* _What you need to do_:
**1.** In the guide to archaeological GPR surveys, what does GPR not tell you about a feature it finds?
**2.** Please repeat part of the GPR guide word for word, starting at the words "What GPR finds" and stopping after "substitute for excavation.".

— start Document passage —

Archaeological surveys using GPR — a guide
GPR is one of the most useful non-intrusive tools in archaeology. Here is how it is used to find buried features before any ground disturbance.
Archaeological GPR is one of the success stories of geophysical survey. Where a generation ago archaeological reconnaissance involved trial trenches and educated guesses, modern GPR allows whole sites to be mapped non-intrusively before any ground is broken. The deliverable — a depth-sliced map of buried features — has become a standard input to development planning, heritage assessment, and academic research. Here is how it is used in the UK.
What GPR finds in archaeology
In the right ground conditions, GPR can detect:
- Buried walls and foundations of stone, brick, or ceramic.
- Floors and pavements — Roman tessellated, mediaeval flagstone, modern industrial.
- Ditches, gullies, and pits as variations in soil density.
- Burials and graves as distinct anomalies in the natural soil profile.
- Industrial features such as kilns, hearths, and metalworking remains.
- Modern intrusions — services, drains, modern foundations — that need to be distinguished from genuine archaeology.
What GPR cannot do is tell you the date or cultural attribution of any feature it finds. It identifies anomalies; the archaeologist interprets them. GPR is a reconnaissance tool, not a substitute for excavation.

— end Document passage —
— start Stored records —

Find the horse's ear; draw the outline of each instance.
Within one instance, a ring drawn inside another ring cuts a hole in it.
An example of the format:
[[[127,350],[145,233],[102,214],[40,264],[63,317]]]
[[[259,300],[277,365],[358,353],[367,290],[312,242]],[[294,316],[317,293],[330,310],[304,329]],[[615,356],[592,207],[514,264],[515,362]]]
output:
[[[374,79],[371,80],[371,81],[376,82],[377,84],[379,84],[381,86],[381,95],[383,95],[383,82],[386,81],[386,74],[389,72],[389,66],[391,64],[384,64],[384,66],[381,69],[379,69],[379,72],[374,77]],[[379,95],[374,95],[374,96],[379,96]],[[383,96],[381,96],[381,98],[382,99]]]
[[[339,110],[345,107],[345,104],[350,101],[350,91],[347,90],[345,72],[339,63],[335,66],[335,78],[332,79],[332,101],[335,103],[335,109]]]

— end Stored records —

* _Responses to the exercise_:
**1.** It cannot tell you the feature's date or cultural attribution.

**2.**
What GPR finds in archaeology
In the right ground conditions, GPR can detect:
- Buried walls and foundations of stone, brick, or ceramic.
- Floors and pavements — Roman tessellated, mediaeval flagstone, modern industrial.
- Ditches, gullies, and pits as variations in soil density.
- Burials and graves as distinct anomalies in the natural soil profile.
- Industrial features such as kilns, hearths, and metalworking remains.
- Modern intrusions — services, drains, modern foundations — that need to be distinguished from genuine archaeology.
What GPR cannot do is tell you the date or cultural attribution of any feature it finds. It identifies anomalies; the archaeologist interprets them. GPR is a reconnaissance tool, not a substitute for excavation.